____ Provided data

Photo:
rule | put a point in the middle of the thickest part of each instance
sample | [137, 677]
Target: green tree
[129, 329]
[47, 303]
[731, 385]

________

◆ Aim of the task ◆
Write all the data out again, exactly.

◆ Reply ◆
Photo:
rule | put a point in the middle of the thickest part of each instance
sample | [137, 677]
Target: green tree
[129, 329]
[47, 303]
[731, 385]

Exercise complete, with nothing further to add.